• ЗАДАНИЕ: С кем, согласно приведенному ниже фрагменту об Элевсинских мистериях, стремился отождествиться мужчина-посвященный?

Счастливы те из людей земнородных, кто таинство видел.

Тот же, кто им непричастен, по смерти не будет вовеки

Доли подобной иметь в многосумрачном царстве подземном.[113]

Если учесть благоговение, с которым в античности относились к этим мистериям, становится ясно, что они составляли высший мистический опыт как для мужчин, так и для женщин.

Природа опыта была такова: мужчина-посвященный, что мы видим из многих отдельных деталей в разных источниках, стремился отождествиться в Деметрой, т.е. с собственным женским аспектом. Следует подчеркнуть, что в Элевсине, как и во всех мистериях, опыт был преимущественно эмоциональным и бессознательным, так что даже в последующую эпоху, когда мужское сознание во многом стало патриархальным, такой до-патриархальный опыт в мистерии был возможен.

Другим важным фактором, похоже, является то, что в мистериях мужчина был способен посредством восприятия творчески преображающей и перерождающей силы Великой Матери испытать себя ее сыном, т.е. отождествиться с новорожденным, божественным духом-сыном, ребенком Великой Богини, а также с Триптолемом, сыном, которого она наградила золотым колосом пшеницы.[114]

Элевсинские мистерии, в которых участвовали и мужчины, и женщины, стоят в этом отношении между древними, матриархальными мистериями, предназначенным только для женщин (сохранившимися в Риме, например, в культе Благой Богини), и мужскими мистериями (например, Митры) с их чисто патриархальной основой. Это развитие иллюстрируется тремя произведениями искусства, представляющими обряд плодородия, в котором оплодотворяющая жидкость выливалась из небольшого горшка (в Элевсинских мистериях такие горшки несли мужчины) в большой высокий кувшин, Женский Сосуд.

(Записи разметки областей)
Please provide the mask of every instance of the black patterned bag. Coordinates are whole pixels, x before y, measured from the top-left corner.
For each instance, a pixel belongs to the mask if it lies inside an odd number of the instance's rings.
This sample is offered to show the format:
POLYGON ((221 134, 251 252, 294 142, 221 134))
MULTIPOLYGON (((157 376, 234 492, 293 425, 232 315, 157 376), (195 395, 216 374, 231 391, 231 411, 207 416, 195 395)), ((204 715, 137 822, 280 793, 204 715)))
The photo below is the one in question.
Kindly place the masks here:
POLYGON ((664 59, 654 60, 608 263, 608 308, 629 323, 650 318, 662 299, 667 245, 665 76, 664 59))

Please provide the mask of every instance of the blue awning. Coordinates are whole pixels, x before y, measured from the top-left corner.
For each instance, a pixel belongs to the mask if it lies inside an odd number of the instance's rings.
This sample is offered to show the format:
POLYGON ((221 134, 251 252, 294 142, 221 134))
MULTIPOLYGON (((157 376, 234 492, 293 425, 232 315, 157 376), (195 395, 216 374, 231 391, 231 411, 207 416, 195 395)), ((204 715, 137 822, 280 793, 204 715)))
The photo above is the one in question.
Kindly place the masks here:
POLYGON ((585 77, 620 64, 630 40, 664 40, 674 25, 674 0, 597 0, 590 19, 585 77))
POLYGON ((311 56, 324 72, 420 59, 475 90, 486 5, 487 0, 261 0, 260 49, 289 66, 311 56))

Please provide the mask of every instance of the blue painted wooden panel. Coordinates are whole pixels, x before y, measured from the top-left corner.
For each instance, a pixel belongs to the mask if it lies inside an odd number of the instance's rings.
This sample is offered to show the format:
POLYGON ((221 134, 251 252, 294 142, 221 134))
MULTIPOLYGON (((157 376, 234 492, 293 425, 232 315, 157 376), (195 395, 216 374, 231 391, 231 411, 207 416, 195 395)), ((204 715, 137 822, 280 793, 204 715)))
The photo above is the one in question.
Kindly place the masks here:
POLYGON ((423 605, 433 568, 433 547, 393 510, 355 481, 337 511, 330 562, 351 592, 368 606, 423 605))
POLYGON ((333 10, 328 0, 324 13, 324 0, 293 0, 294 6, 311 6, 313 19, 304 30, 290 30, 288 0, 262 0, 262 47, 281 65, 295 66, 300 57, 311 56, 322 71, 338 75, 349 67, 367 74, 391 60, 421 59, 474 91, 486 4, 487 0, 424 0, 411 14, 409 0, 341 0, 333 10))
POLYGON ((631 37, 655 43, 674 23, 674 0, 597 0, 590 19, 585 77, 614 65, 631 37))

• ОТВЕТ НА ЗАДАНИЕ: С Деметрой, то есть с собственным женским аспектом.